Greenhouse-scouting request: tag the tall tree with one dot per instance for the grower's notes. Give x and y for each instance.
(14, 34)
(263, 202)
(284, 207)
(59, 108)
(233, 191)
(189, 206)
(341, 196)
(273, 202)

== WHAT IS REQUIRED ==
All of the records above should be repeated exactly.

== ANSWER SECTION ==
Greenhouse-scouting request: tag the tall tree with one dot per instance for the grower's notes. Give x and y for each instance.
(14, 34)
(263, 202)
(284, 207)
(59, 108)
(233, 191)
(189, 206)
(341, 196)
(273, 202)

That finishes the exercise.